What is expected: Arrange every line of the listing below as a Markdown table with a "Number" column for the row number and a "Text" column for the line, omitting blank lines. Leave the pictures out of the answer.

Dataset records:
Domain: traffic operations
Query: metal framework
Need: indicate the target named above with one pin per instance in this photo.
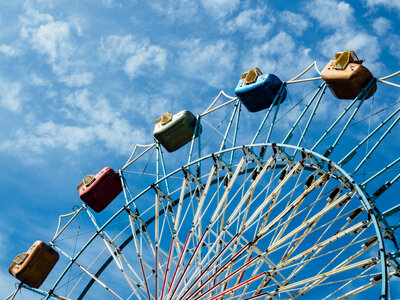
(261, 221)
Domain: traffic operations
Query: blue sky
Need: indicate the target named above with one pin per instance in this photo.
(81, 82)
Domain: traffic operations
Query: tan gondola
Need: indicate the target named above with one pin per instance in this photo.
(346, 77)
(33, 266)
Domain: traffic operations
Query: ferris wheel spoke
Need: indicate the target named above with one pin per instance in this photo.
(343, 264)
(361, 264)
(268, 165)
(289, 135)
(373, 281)
(376, 145)
(116, 254)
(224, 198)
(309, 120)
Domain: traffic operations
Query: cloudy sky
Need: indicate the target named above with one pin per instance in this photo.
(82, 82)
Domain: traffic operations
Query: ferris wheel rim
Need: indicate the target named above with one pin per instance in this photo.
(208, 156)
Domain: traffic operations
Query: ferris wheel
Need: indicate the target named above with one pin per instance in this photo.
(282, 192)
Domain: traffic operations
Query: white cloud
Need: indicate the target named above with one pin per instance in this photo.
(135, 57)
(181, 10)
(55, 40)
(211, 62)
(297, 23)
(381, 25)
(78, 79)
(92, 120)
(10, 51)
(251, 23)
(220, 8)
(331, 13)
(365, 45)
(280, 55)
(386, 3)
(50, 38)
(347, 35)
(10, 95)
(394, 45)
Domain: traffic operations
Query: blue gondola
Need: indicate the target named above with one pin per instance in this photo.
(257, 91)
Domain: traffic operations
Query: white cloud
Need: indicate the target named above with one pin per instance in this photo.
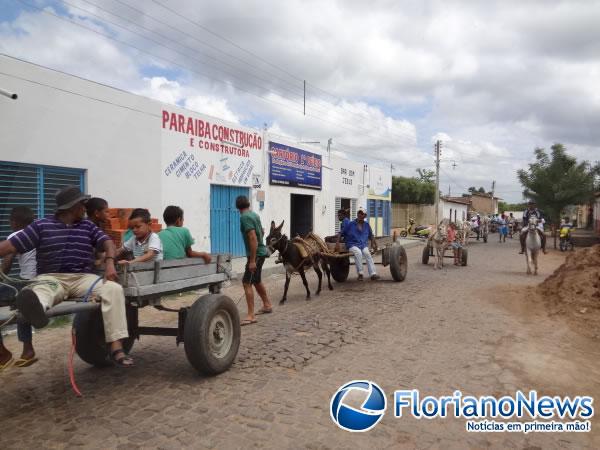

Task solution:
| Number | Text |
|---|---|
| 1 | Domain: traffic operations |
| 2 | Query: metal framework |
| 3 | Need: indicate the target named above with one pin per instance in this photo. |
| 4 | (261, 221) |
| 5 | Domain: traffic operations |
| 6 | Query: blue sky |
| 7 | Need: indicate the target named above with one pin per instance in this photo. |
| 8 | (81, 82) |
| 9 | Domain: traffic operations |
| 10 | Query: tan gondola |
| 11 | Need: indicate the target named above with one pin per instance in this photo. |
| 12 | (346, 77) |
| 13 | (33, 266) |
| 14 | Domain: traffic operations |
| 15 | Query: ferris wheel spoke |
| 16 | Need: indicate the target named above with one pin per instance in this photo. |
| 17 | (343, 264) |
| 18 | (361, 264) |
| 19 | (268, 165) |
| 20 | (289, 135) |
| 21 | (373, 281) |
| 22 | (376, 145) |
| 23 | (116, 254) |
| 24 | (224, 198) |
| 25 | (309, 120) |
| 26 | Domain: traffic operations |
| 27 | Query: cloudy sky |
| 28 | Need: indicate the target named above with one pin per instance in this photo. |
| 29 | (82, 82) |
| 30 | Domain: traffic operations |
| 31 | Query: ferris wheel rim |
| 32 | Need: indicate the target named above with one pin per instance in this photo. |
| 33 | (208, 156) |
| 34 | Domain: traffic operations |
| 35 | Query: ferris wheel |
| 36 | Need: indicate the target named above with one pin per instance in this photo. |
| 37 | (282, 192) |
| 38 | Domain: traffic operations |
| 39 | Query: white cloud |
| 40 | Need: indicate the target named above with one pin per instance in this photo. |
| 41 | (135, 57) |
| 42 | (181, 10) |
| 43 | (55, 40) |
| 44 | (211, 62) |
| 45 | (297, 23) |
| 46 | (381, 25) |
| 47 | (78, 79) |
| 48 | (92, 120) |
| 49 | (10, 51) |
| 50 | (251, 23) |
| 51 | (220, 8) |
| 52 | (331, 13) |
| 53 | (365, 45) |
| 54 | (280, 55) |
| 55 | (386, 3) |
| 56 | (50, 38) |
| 57 | (347, 35) |
| 58 | (10, 95) |
| 59 | (394, 45) |
| 60 | Domain: traffic operations |
| 61 | Query: blue gondola |
| 62 | Need: indicate the target named above with one pin per instance in this photo. |
| 63 | (257, 91) |
| 64 | Domain: traffic operations |
| 65 | Query: white cloud |
| 66 | Need: indicate the target named above with one pin per instance in this photo. |